Copy out the complete listing, word for word.

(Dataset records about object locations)
——

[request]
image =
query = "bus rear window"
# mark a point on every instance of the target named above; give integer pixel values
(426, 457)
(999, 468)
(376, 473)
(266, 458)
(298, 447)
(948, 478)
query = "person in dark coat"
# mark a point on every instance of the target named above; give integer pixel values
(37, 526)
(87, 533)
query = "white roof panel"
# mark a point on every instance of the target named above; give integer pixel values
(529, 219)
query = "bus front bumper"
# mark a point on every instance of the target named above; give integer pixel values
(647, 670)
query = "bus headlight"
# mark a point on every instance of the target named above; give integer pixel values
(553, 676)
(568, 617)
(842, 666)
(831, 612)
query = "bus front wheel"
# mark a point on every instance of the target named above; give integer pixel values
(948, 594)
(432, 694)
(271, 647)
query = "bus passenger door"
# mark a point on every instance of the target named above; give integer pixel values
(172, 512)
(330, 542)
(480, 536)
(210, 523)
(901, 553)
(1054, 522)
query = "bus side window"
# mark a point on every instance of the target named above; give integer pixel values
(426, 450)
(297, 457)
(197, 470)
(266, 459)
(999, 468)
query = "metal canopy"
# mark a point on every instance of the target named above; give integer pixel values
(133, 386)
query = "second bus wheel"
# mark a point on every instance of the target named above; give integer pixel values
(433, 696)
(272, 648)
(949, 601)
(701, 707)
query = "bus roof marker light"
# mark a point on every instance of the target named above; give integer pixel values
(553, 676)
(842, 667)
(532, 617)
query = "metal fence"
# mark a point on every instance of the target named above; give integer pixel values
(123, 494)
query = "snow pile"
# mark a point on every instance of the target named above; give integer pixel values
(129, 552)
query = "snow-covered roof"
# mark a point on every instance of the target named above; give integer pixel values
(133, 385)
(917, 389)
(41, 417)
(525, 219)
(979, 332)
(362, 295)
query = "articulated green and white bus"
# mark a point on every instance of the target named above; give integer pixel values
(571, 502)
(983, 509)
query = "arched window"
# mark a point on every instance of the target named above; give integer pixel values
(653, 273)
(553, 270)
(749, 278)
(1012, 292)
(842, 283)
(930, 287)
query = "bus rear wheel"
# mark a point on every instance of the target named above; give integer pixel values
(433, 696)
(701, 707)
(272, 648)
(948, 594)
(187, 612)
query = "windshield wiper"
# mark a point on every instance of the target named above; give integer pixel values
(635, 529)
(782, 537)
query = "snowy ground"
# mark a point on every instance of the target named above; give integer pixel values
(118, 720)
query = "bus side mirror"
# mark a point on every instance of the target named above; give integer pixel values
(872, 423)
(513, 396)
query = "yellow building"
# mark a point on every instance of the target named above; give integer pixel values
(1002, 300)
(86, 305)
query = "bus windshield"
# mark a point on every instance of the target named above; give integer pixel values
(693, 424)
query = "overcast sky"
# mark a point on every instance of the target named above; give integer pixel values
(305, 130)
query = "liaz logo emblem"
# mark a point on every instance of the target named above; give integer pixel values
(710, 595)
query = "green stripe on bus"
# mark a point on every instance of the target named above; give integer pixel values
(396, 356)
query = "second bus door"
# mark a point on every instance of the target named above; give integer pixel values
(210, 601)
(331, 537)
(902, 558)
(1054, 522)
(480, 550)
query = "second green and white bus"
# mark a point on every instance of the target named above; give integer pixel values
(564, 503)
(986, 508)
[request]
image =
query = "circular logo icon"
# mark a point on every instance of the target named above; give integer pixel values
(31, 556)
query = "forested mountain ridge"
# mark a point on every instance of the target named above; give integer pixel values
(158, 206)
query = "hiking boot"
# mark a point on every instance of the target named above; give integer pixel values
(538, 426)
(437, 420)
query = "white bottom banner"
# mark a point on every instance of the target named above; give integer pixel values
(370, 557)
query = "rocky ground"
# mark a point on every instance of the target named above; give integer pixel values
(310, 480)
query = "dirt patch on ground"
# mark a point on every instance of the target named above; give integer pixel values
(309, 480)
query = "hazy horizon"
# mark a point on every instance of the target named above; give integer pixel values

——

# RESPONSE FOR THIS EXERCISE
[request]
image =
query = "bus rear window"
# mark a point on every instance of the target named above; give integer pixel values
(426, 457)
(999, 468)
(376, 473)
(266, 458)
(298, 447)
(948, 478)
query = "person in dark coat"
# mark a point on every instance of the target named above; give integer pixel values
(37, 526)
(87, 533)
query = "white roof panel"
# mark a point on every instance of the target named above; give integer pixel values
(529, 219)
query = "bus front bumper"
# mark a point on every instance of the target named above; give integer pixel values
(647, 670)
query = "bus headlight"
# mark a point on every instance of the target named above; give integer pixel values
(553, 676)
(568, 617)
(842, 666)
(831, 612)
query = "bus front wheel"
# mark a point on every instance of the target named above; give integer pixel values
(948, 594)
(432, 694)
(271, 647)
query = "bus passenger door"
# mark a point on every instance of the target named above; give integer pixel values
(172, 512)
(330, 542)
(480, 536)
(210, 523)
(901, 553)
(1054, 522)
query = "bus side window"
# mark a point on every instance of the target named above; give integer pixel values
(426, 450)
(297, 457)
(197, 470)
(266, 459)
(999, 468)
query = "metal canopy"
# mark a point on every instance of the target named above; give integer pixel values
(133, 386)
query = "second bus wheel"
# mark a point on every instance of the target named above; give integer pixel values
(433, 696)
(272, 648)
(949, 601)
(701, 707)
query = "bus roof marker light"
# mark a point on every instance of the target named above; give integer pixel values
(553, 676)
(842, 667)
(532, 617)
query = "metal fence"
# mark a point on every instance of the target named above; give integer pixel values
(123, 494)
query = "snow pile"
# mark a point on every instance of the target named above; give integer pixel values
(129, 552)
query = "snow-covered roof"
# mark a point on every instance of the target named above; give integer pixel values
(133, 385)
(917, 389)
(41, 417)
(525, 219)
(979, 332)
(362, 295)
query = "articulated green and white bus"
# mark a point on every instance of the target named above; give integer pixel values
(571, 502)
(983, 509)
query = "arched window"
# mark a point on every instance of the target named above; give integer pixel values
(653, 273)
(553, 270)
(749, 278)
(1012, 292)
(842, 283)
(930, 287)
query = "bus rear wheel"
# mark a point on every instance of the target named above; give integer pixel values
(433, 696)
(701, 707)
(272, 648)
(948, 594)
(187, 612)
query = "windshield wiper"
# mark a point on every instance of the target named above; give integer pixel values
(635, 529)
(782, 537)
query = "snowy ground"
# mark a point on every instance of the target named above; give integer pixel values
(118, 720)
query = "bus side mirror"
# mark a point on every instance of the target named above; give integer pixel values
(872, 423)
(513, 396)
query = "yellow building"
# mark a point on every instance of the target named above; give integer pixel values
(1002, 300)
(86, 305)
query = "bus windshield"
# mark a point on every instance of the target named above; give integer pixel values
(693, 424)
query = "overcast sky"
# mark a point on every instance of the target named above; give integer pixel values
(305, 130)
query = "liaz logo emblem"
# mark a point on every instance of the target named above; give integer pixel values
(710, 595)
query = "green stripe on bus"
# mark a point on every instance of the target named above; give integer pixel values
(396, 356)
query = "second bus door"
# mark a point on every instance of the target named above; give integer pixel values
(210, 601)
(331, 537)
(902, 558)
(1054, 522)
(480, 550)
query = "second green and white bus"
# mark a point on every instance of the target named above; give integer pixel values
(564, 503)
(986, 508)
[request]
image =
query = "circular logo icon"
# mark a point on every instance of the target named above; give integer pixel values
(31, 556)
query = "forested mountain ridge"
# mark a point on every instance of the target named above; give integer pixel values
(158, 206)
query = "hiking boot"
# mark a point on every instance of the target named above; give integer pixel values
(538, 426)
(437, 420)
query = "white bottom banner"
# mark a point on every instance of the target named above; give integer pixel values
(370, 557)
query = "rocky ground"
# mark a point on every instance of the target named above; give integer pixel values
(310, 480)
query = "dirt patch on ground"
# mark a point on every instance of the target named above; give integer pixel values
(309, 480)
query = "hazy horizon"
# mark a point on every instance of the target named above; give integer pixel values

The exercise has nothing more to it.